◆ SET PROBLEM ◆
Copy word for word everything in the items below, from the line containing "Where can the navy suit jacket be found here?" down to the line containing "[[298, 236]]", leaving the pictures out.

◆ MATERIAL ◆

----------

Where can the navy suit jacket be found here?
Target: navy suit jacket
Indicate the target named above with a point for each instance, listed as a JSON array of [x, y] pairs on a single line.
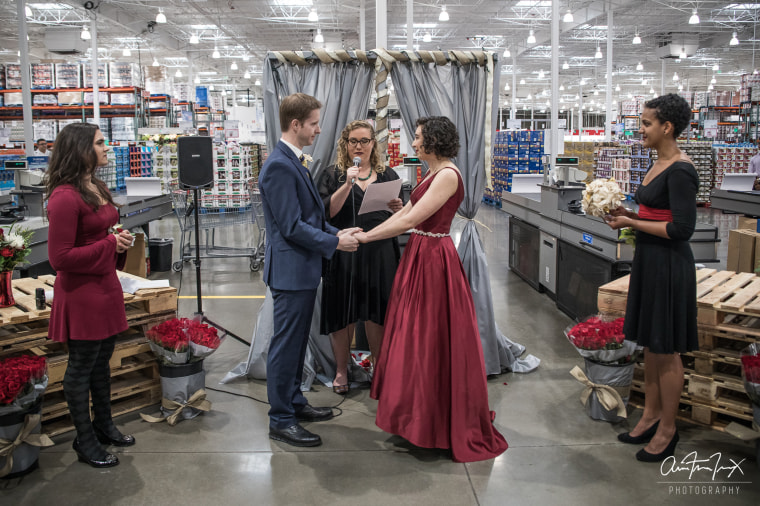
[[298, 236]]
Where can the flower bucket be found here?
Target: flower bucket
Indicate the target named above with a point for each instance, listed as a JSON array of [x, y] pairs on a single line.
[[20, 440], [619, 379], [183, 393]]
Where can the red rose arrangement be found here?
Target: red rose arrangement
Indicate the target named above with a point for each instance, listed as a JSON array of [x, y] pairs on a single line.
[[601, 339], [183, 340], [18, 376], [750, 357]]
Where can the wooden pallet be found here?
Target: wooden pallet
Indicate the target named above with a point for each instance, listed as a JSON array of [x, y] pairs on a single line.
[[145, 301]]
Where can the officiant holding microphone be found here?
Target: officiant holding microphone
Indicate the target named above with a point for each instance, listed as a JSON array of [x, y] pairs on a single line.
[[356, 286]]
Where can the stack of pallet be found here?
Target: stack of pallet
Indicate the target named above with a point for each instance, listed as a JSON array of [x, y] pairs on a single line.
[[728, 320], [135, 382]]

----------

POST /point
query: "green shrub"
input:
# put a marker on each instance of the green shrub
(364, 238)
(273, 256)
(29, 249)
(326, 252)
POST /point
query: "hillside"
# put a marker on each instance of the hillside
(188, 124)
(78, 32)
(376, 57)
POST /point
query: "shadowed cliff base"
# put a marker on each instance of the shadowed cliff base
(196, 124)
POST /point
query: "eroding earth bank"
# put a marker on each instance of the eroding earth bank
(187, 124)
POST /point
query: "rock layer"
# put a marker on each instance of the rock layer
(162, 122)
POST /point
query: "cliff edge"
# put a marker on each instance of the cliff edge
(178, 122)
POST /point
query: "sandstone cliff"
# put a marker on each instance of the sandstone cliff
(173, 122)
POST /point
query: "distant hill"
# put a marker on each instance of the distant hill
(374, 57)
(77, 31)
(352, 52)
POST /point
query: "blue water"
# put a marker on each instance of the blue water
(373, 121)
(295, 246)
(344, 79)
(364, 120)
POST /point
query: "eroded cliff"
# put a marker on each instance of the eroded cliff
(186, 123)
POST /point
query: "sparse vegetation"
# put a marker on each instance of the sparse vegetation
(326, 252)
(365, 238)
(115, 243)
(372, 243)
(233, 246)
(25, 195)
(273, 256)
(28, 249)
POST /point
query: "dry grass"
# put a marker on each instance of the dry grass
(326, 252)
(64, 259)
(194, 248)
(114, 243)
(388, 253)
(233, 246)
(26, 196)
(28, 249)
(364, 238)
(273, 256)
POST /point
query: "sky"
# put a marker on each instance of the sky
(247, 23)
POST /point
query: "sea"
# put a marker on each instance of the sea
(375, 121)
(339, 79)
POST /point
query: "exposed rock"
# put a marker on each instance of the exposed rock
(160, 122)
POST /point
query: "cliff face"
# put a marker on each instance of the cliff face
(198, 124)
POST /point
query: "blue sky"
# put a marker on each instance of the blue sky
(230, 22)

----------

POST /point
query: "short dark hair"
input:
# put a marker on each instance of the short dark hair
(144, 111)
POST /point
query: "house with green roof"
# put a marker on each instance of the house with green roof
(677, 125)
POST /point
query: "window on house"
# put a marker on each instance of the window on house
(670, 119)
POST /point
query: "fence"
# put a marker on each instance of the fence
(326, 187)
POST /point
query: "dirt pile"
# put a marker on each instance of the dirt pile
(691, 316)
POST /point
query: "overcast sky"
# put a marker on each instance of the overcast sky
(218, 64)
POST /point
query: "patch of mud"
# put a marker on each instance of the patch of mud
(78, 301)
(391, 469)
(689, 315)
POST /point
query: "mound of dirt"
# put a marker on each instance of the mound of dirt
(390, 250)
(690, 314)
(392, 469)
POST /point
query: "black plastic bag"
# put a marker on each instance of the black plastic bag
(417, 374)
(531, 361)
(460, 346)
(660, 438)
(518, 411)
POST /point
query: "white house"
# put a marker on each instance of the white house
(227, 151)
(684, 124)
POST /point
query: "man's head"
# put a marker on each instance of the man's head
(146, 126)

----------

◆ SOLUTION FOR THIS TASK ◆
Where can the navy suit jacket be found here?
Target: navy suit jacket
Indicate the target named above with a point for each instance, listed as a JSON array of [x, y] pairs on a single line.
[[298, 236]]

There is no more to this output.